===== Recorded information =====

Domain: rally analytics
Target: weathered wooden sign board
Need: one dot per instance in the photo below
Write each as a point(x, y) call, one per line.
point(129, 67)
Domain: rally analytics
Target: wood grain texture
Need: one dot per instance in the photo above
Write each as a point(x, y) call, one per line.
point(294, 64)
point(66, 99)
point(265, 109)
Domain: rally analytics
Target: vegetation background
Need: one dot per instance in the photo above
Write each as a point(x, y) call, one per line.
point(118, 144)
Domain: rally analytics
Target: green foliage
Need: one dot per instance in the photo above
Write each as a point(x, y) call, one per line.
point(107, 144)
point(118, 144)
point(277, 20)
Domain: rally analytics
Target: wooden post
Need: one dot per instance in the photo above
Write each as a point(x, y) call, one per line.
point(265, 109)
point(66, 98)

=====
===== Recorded information =====

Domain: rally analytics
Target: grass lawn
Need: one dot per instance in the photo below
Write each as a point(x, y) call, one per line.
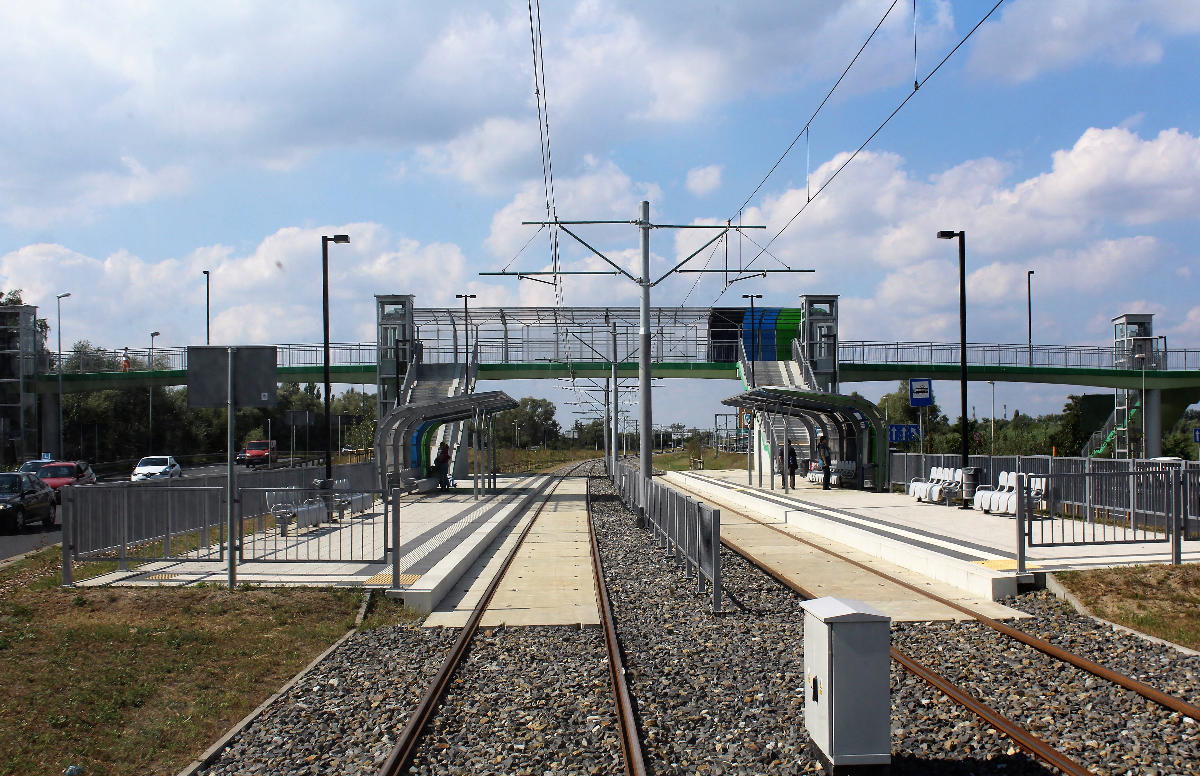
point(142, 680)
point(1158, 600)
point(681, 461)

=====
===== Recorded information =====

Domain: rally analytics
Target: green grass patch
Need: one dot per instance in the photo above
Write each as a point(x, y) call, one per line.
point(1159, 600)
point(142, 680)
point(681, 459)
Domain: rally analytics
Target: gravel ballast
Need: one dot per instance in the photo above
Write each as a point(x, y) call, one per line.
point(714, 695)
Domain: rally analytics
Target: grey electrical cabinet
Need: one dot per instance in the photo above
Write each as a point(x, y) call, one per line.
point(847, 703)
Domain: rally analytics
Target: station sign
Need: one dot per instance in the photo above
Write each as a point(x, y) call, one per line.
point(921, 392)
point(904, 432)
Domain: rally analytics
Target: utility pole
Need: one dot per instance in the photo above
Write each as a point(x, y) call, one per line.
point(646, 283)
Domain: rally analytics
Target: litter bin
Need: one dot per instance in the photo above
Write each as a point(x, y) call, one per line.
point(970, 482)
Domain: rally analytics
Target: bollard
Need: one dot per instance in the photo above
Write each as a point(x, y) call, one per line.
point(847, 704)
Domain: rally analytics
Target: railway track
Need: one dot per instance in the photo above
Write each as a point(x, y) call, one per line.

=====

→ Exercise description:
Please state how many lines of the records above contain the word "green", giving only the number.

→ Finished exercise:
2